═══ Auszug

Blick nach unten statt nach oben Dax mächtig am Schlittern
10.01.2011, 17:40 UhrDer Schnee ist weg, aber vor allem das Börsenparkett bleibt weiter spiegelglatt. Schuld ist Portugals finanzielle Situation, die eine Rückkehr der Euro-Krise heraufbeschwört. Im Dax gibt es nur zwei Gewinner.
Neue Zweifel an der Finanzkraft einiger Euro-Staaten haben die Anleger zu Wochenbeginn von den Aktienmärkten ferngehalten. Der Dax schloss 1,3 Prozent im Minus bei 6857 Punkten. Im Gegenzug schoss der VDax, der die Nervosität der Dax-Anleger misst, in die Höhe. "Egal ob Euro-Krise oder Konjunktur - die Investoren sind sich noch nicht sicher, wo die Reise in diesem Jahr hingeht und solange bleiben sie lieber an der Seitenlinie stehen, statt ordentlich mitzumischen", sagte ein Händler.
Der MDax verlor etwa 1,7 Prozent auf 9904 Zähler. Der TecDax büßte rund 1,5 Prozent auf 856 Punkte ein.

══════

Aufgabe
Wie könnte der Börsenbericht über den Kursrutsch des Dax weitergehen? Setzen Sie ihn nach dem letzten Satz fort.

═══ Vorgegebene Angaben

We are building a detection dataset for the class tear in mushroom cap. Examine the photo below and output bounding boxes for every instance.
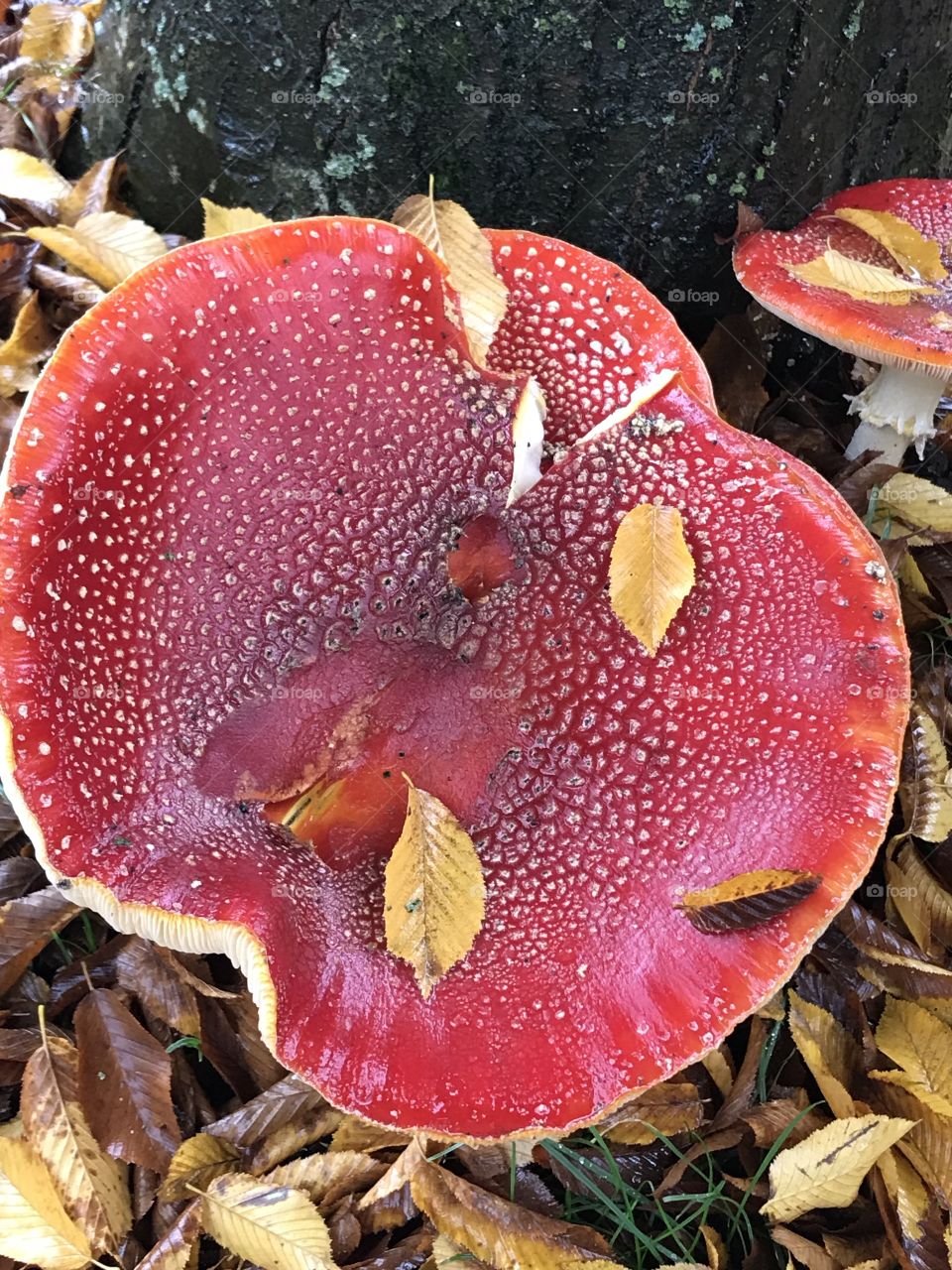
[0,219,907,1138]
[734,178,952,375]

══════

Richtige Antwort
Portugal und die Probleme
Neben der Frage, ob Portugal als nächstes unter den EU-Rettungsschirm schlüpfen muss, belasteten Börsianern zufolge auch die unklare Lage der US-Konjunktur die Anleger. "Die Augen richten sich jetzt schon auf die neuen Daten zu den US-Einzelhandelsumsätzen am Freitag - wenn der Konsum anzieht, dürfte das die Hoffnung auf eine nachhaltige Erholung der US-Wirtschaft stärken", sagte ein Händler. Gemischt ausgefallene Daten vom US-Arbeitsmarkt hatten die Anleger in der vergangenen Woche eher ratlos zurückgelassen.
Ebenfalls verantwortlich für den schwachen Start in die neue Woche machten die Börsianer negative Vorgaben aus China. "Die dortige Entwicklung ist vor allem für die deutsche Industrie entscheidend." Der chinesische Shanghai Composite fiel um 1,7 Prozent.
Finanzwerte unter Druck
Zu den größten Verlierern zählten die Finanzwerte, die üblicherweise sehr sensibel auf Nachrichten rund um die Schuldenkrise reagieren. Offenbar wächst der Druck auf das hoch verschuldete Portugal, Hilfen aus dem Rettungsschirm von EU und IWF zu beantragen. Die Frage, ob Portugal noch kreditwürdig ist, dürfte in dieser Woche beantwortet werden, wenn sich das Land an den Kapitalmarkt wagt. Portugal will ebenso wie Spanien und Italien in der laufenden Woche Anleihen am Finanzmarkt platzieren.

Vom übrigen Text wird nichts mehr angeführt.